By the time Tomekia Reed was the head coach in her hometown — before the WNBA draft picks and NCAA Tournament appearances — she was a daughter without parents, a sister with one less brother.

That said, she was never without family.

“Going through the things, the losing of my mother, the losing of my brother, father — there is nothing she can’t do,” Cazinova said. “Of course she’s going to have some doubts. Some down time. But even when she was here, and our father was gone, I stepped in (to say), ‘Hey, you got this.’”

She always did.

During the 2001 Olympic Games in Sydney, the Reed family takes a photo with gold medalist Ruthie Bolton (center). From left to right: Carlos Reed, Cazinova Reed (who’s holding baby Jonathon), Bolton, Tomekia Reed, John Reed (who’s holding baby Casanova).
During the 2001 Olympic Games in Sydney, the Reed family takes a photo with gold medalist Ruthie Bolton (center). From left to right: Carlos Reed, Cazinova Reed (who’s holding baby Jonathon), Bolton, Tomekia Reed, John Reed (who’s holding baby Casanova).

Everyone is rooting for Tomekia Reed in Charlotte

Six years of wins have mounted since that JSU job, that last family loss. It’s hard to overstate the success she saw at her hometown school. It’s also hard to overstate the welcoming she’s received since accepting the job at Charlotte.

*Recorded information*
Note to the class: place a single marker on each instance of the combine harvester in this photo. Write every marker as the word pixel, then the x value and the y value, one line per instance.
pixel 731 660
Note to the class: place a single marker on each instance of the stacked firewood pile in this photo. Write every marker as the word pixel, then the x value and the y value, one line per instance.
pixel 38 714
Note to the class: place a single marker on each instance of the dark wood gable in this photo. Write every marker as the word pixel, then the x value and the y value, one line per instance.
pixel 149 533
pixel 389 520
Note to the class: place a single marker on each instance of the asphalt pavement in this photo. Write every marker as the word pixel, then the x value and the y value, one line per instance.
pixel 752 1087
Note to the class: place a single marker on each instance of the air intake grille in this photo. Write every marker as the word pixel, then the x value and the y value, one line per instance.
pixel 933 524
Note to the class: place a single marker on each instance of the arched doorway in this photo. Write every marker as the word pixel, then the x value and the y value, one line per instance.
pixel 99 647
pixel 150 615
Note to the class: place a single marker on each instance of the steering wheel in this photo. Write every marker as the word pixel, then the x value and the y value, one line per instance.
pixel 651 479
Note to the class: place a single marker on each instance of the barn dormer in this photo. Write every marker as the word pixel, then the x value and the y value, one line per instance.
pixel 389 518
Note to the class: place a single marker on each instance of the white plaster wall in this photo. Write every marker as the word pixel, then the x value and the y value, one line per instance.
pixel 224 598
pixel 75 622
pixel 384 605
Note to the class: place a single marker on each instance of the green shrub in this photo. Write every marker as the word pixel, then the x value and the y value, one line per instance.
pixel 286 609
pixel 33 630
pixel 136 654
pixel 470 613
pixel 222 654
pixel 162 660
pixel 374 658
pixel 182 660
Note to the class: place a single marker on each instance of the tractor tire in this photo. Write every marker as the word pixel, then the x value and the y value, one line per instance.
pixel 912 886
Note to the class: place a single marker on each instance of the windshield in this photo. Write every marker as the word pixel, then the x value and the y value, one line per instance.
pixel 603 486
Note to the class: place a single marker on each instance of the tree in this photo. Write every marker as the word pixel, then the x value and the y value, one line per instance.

*What to work on*
a) In the article about Tomekia Reed, how many years of wins have mounted since her JSU job?
b) Carry on with the article about Tomekia Reed, starting right after its final sentence.
The records are separate material, unrelated to the article about Tomekia Reed.

*Written responses*
a) Six years.

b)
Just ask Mike Hill, Charlotte’s athletic director.

“Honestly, I’ve never, in my career experience of hiring a head coach, seen a more roundly well-received and celebrated hire than Tomekia,” Hill told The Charlotte Observer. “That’s from our fans and then also people in her world — who love her and revere her from Jackson State, from HBCUs, from the basketball world.”

Then-Jackson State assistant coach Chase Campbell, left, and head coach Tomekia Reed during a January game against Texas Southern.
Then-Jackson State assistant coach Chase Campbell, left, and head coach Tomekia Reed during a January game against Texas Southern.

That was on display Monday, in Halton Arena, in her introductory press conference. The ACC’s associate commissioner of women’s basketball, Jackie Carson, was in the crowd. Tomekia’s 12-year-old son, Carlon, who she often refers to as her “associate head coach,” sat behind her as she gave her speech. Her two brothers, Victor and Cazinova, watched on the live stream online.

By the end of Reed’s introductory press conference, she had 1,554 unread text messages and 78 missed calls. They probably resembled the many texts Hill received after making the hire himself.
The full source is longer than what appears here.